What you return must match the listing below character for character, minus any pictures.

-- Data extracts follows --

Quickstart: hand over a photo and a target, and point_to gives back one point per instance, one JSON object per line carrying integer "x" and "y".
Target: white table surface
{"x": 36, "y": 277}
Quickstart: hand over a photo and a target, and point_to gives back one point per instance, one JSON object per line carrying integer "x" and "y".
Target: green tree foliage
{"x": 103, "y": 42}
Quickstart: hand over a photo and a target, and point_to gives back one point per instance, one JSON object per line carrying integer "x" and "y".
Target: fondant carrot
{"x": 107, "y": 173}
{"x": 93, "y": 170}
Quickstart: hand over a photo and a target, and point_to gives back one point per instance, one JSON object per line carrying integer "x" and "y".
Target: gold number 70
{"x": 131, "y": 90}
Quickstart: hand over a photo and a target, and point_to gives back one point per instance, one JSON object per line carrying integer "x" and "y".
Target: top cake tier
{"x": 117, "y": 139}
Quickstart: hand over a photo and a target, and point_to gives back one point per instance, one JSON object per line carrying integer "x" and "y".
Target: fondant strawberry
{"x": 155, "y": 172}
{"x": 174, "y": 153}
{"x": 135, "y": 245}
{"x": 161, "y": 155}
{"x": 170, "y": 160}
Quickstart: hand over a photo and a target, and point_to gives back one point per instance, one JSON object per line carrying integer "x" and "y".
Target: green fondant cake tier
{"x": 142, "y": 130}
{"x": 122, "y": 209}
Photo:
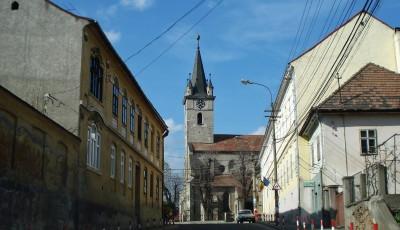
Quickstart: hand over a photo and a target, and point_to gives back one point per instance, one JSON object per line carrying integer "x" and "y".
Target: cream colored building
{"x": 309, "y": 79}
{"x": 63, "y": 65}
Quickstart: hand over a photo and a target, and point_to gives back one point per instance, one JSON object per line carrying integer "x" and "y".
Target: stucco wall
{"x": 42, "y": 45}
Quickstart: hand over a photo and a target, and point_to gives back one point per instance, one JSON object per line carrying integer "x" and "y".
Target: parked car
{"x": 245, "y": 215}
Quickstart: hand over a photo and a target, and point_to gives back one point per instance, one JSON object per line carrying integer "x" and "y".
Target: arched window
{"x": 93, "y": 147}
{"x": 199, "y": 119}
{"x": 112, "y": 161}
{"x": 132, "y": 117}
{"x": 14, "y": 5}
{"x": 115, "y": 97}
{"x": 96, "y": 77}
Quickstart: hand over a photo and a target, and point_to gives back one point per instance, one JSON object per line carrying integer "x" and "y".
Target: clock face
{"x": 200, "y": 103}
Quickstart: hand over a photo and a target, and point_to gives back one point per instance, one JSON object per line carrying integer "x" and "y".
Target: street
{"x": 217, "y": 226}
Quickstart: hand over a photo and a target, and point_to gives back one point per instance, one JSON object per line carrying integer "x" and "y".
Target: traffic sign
{"x": 276, "y": 186}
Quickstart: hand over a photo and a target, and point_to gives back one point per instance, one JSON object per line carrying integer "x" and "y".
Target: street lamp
{"x": 273, "y": 119}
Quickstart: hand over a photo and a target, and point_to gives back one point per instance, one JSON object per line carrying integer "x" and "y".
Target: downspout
{"x": 397, "y": 48}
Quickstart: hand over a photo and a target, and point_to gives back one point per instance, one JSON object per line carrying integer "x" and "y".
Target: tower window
{"x": 14, "y": 5}
{"x": 199, "y": 119}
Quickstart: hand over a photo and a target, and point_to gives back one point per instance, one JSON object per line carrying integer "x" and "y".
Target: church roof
{"x": 199, "y": 82}
{"x": 230, "y": 143}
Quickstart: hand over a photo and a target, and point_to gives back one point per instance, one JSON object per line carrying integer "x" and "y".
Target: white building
{"x": 309, "y": 80}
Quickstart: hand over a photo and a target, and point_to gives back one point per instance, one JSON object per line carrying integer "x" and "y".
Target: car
{"x": 245, "y": 215}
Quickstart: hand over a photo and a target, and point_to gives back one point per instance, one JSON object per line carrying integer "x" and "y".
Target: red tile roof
{"x": 371, "y": 88}
{"x": 225, "y": 181}
{"x": 231, "y": 143}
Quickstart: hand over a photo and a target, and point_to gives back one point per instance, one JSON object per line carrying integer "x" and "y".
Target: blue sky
{"x": 239, "y": 39}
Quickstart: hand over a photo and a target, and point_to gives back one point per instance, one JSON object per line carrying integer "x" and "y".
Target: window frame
{"x": 115, "y": 99}
{"x": 145, "y": 181}
{"x": 93, "y": 148}
{"x": 113, "y": 161}
{"x": 96, "y": 77}
{"x": 124, "y": 110}
{"x": 200, "y": 119}
{"x": 132, "y": 118}
{"x": 122, "y": 168}
{"x": 367, "y": 138}
{"x": 130, "y": 171}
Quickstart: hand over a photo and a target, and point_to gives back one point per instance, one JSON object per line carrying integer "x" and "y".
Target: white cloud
{"x": 137, "y": 4}
{"x": 259, "y": 131}
{"x": 113, "y": 36}
{"x": 172, "y": 127}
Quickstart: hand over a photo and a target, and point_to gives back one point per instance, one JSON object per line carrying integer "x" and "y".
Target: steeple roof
{"x": 199, "y": 82}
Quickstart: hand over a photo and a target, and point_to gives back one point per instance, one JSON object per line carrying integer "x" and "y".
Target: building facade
{"x": 309, "y": 80}
{"x": 219, "y": 168}
{"x": 64, "y": 66}
{"x": 345, "y": 131}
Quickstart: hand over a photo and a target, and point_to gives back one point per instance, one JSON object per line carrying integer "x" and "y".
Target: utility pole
{"x": 273, "y": 119}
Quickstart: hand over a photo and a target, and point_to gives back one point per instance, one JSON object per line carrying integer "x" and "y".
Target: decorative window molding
{"x": 93, "y": 147}
{"x": 115, "y": 97}
{"x": 368, "y": 140}
{"x": 122, "y": 167}
{"x": 96, "y": 76}
{"x": 130, "y": 165}
{"x": 112, "y": 161}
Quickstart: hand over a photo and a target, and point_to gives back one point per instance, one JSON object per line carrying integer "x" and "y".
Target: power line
{"x": 179, "y": 38}
{"x": 165, "y": 31}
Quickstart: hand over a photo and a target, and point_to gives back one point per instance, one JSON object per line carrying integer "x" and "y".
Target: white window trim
{"x": 112, "y": 162}
{"x": 122, "y": 172}
{"x": 130, "y": 165}
{"x": 93, "y": 148}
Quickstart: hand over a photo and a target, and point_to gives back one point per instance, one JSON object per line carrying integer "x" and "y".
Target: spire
{"x": 199, "y": 82}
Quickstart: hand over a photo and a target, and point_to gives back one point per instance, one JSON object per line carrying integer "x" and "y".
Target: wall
{"x": 38, "y": 168}
{"x": 27, "y": 36}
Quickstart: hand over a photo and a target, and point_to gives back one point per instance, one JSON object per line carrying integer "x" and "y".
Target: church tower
{"x": 199, "y": 105}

-- Data extracts concluded --

* Response area *
Quickstart: hand over a photo and a target, and point_to gives back one point per instance, one JSON object per line carrying integer "x" and "y".
Target: white table surface
{"x": 36, "y": 277}
Quickstart: hand over a photo and a target, and point_to gives back one point per instance, one JSON object per line carrying integer "x" and "y".
Target: green tree foliage
{"x": 103, "y": 42}
Quickstart: hand over a photo and a target, and point_to gives back one point per instance, one JSON object per line carrying integer "x" and "y".
Target: fondant carrot
{"x": 107, "y": 173}
{"x": 93, "y": 170}
Quickstart: hand over a photo and a target, and point_to gives back one point per instance, one JSON object per line carrying integer "x" and "y".
Target: gold number 70
{"x": 131, "y": 90}
Quickstart: hand over a photo and a target, and point_to gives back one point per instance, one JSON object per line carrying integer "x" and "y".
Target: top cake tier
{"x": 117, "y": 139}
Quickstart: hand over a photo and a target, and point_to gives back one point per instance, one JSON object per line carrying integer "x" and "y".
Target: fondant strawberry
{"x": 155, "y": 172}
{"x": 174, "y": 153}
{"x": 135, "y": 245}
{"x": 161, "y": 155}
{"x": 170, "y": 160}
Quickstart: hand over a photo and a target, and point_to gives back one point per instance, one JSON object per line carrying integer "x" and "y".
Target: green fondant cake tier
{"x": 142, "y": 130}
{"x": 122, "y": 209}
Photo:
Quickstart: hand over a photo and a target, and point_to gives back one point per instance, one JSON object per line carrying integer "x" and "y".
Target: cream colored building
{"x": 309, "y": 79}
{"x": 63, "y": 65}
Quickstart: hand over a photo and a target, and point_to gives back one point per instance, one JSON object per line carrying integer "x" and "y".
Target: stucco wall
{"x": 42, "y": 45}
Quickstart: hand over a photo and a target, and point_to gives back one point per instance, one JSON object per line carrying integer "x" and "y".
Target: parked car
{"x": 245, "y": 215}
Quickstart: hand over a photo and a target, and point_to gives back one point per instance, one JSON object per line carrying integer "x" and "y".
Target: arched window
{"x": 93, "y": 147}
{"x": 199, "y": 119}
{"x": 112, "y": 161}
{"x": 132, "y": 117}
{"x": 14, "y": 5}
{"x": 115, "y": 97}
{"x": 96, "y": 77}
Quickstart: hand over a photo and a target, and point_to gives back one point per instance, one JSON object per line carrying integer "x" and "y".
Target: clock face
{"x": 200, "y": 103}
Quickstart: hand over a photo and a target, and point_to gives back one point per instance, one JSON object per line carrying integer "x" and "y".
Target: street
{"x": 217, "y": 226}
Quickstart: hand over a photo and a target, and point_to gives back one point per instance, one JSON object per line carrying integer "x" and "y".
Target: traffic sign
{"x": 276, "y": 186}
Quickstart: hand over a photo and a target, and point_to gives back one point per instance, one JSON object per line carrying integer "x" and "y".
Target: street lamp
{"x": 273, "y": 119}
Quickstart: hand over a photo and a target, and point_to gives back one point per instance, one JSON object per line carrying integer "x" and "y".
Target: downspout
{"x": 397, "y": 48}
Quickstart: hand over a photo and a target, and point_to gives back one point per instance, one JSON object per line carrying integer "x" and "y".
Target: tower window
{"x": 14, "y": 5}
{"x": 199, "y": 119}
Quickstart: hand over a photo and a target, and point_to gives back one point per instance, one JSON object per line carrying integer "x" and "y".
Target: church roof
{"x": 199, "y": 82}
{"x": 230, "y": 143}
Quickstart: hand over a photo and a target, and point_to gives back one point per instance, one JSON object per line carrying integer "x" and "y".
Target: white building
{"x": 309, "y": 80}
Quickstart: hand over a photo and a target, and point_to gives back one point per instance, one JSON object per line carrying integer "x" and "y".
Target: car
{"x": 245, "y": 215}
Quickstart: hand over a photo and a target, and point_to gives back one point per instance, one JSON object per line carrying integer "x" and "y".
Target: red tile roof
{"x": 371, "y": 88}
{"x": 225, "y": 181}
{"x": 231, "y": 143}
Quickstart: hand over a photo and a target, and point_to gives back one point per instance, one JSON object per line carrying integer "x" and "y".
Target: blue sky
{"x": 239, "y": 39}
Quickstart: hand over a photo and a target, and point_to gives back one point per instance, one JSON object per line carrying integer "x" and "y".
Target: window frame
{"x": 115, "y": 99}
{"x": 145, "y": 181}
{"x": 93, "y": 148}
{"x": 113, "y": 161}
{"x": 96, "y": 77}
{"x": 124, "y": 110}
{"x": 200, "y": 119}
{"x": 132, "y": 118}
{"x": 122, "y": 168}
{"x": 367, "y": 138}
{"x": 130, "y": 171}
Quickstart: hand over a photo and a target, and point_to gives back one point per instance, one JSON object per line carrying integer "x" and "y".
Target: white cloud
{"x": 137, "y": 4}
{"x": 259, "y": 131}
{"x": 113, "y": 36}
{"x": 172, "y": 127}
Quickstart: hand over a photo and a target, and point_to gives back one point per instance, one JSON object per line carrying integer "x" and "y".
Target: steeple roof
{"x": 199, "y": 82}
Quickstart: hand over a photo and a target, and point_to gives back one point per instance, one JSON object per line carrying integer "x" and "y".
Target: building facade
{"x": 309, "y": 80}
{"x": 219, "y": 168}
{"x": 64, "y": 66}
{"x": 345, "y": 131}
Quickstart: hand over a photo and a target, and point_to gives back one point per instance, one JSON object per line carrying integer "x" and "y".
Target: utility pole
{"x": 273, "y": 119}
Quickstart: hand over a photo and a target, and point_to gives back one point per instance, one JSON object per line carrying integer "x" and "y".
Target: decorative window molding
{"x": 93, "y": 147}
{"x": 115, "y": 97}
{"x": 368, "y": 140}
{"x": 122, "y": 167}
{"x": 96, "y": 76}
{"x": 130, "y": 165}
{"x": 112, "y": 161}
Quickstart: hand over a photo and a target, and point_to gives back one point per instance, one JSON object per line carrying integer "x" and "y".
Target: power line
{"x": 179, "y": 38}
{"x": 165, "y": 31}
Quickstart: hand over a photo and a target, and point_to gives back one point per instance, one JSON object per line carrying integer "x" and "y".
Target: white window trim
{"x": 112, "y": 162}
{"x": 122, "y": 172}
{"x": 130, "y": 165}
{"x": 93, "y": 148}
Quickstart: hand over a photo and a target, and point_to gives back one point per instance, one JSON object per line carrying integer "x" and "y".
Target: spire
{"x": 199, "y": 82}
Quickstart: hand over a photo and a target, and point_to gives back one point per instance, one JSON object per line carrying integer "x" and "y".
Target: wall
{"x": 38, "y": 168}
{"x": 27, "y": 36}
Quickstart: hand over a photo and a target, and point_to gives back one point per instance, one JSON object per line carrying integer "x" and "y".
Target: church tower
{"x": 199, "y": 105}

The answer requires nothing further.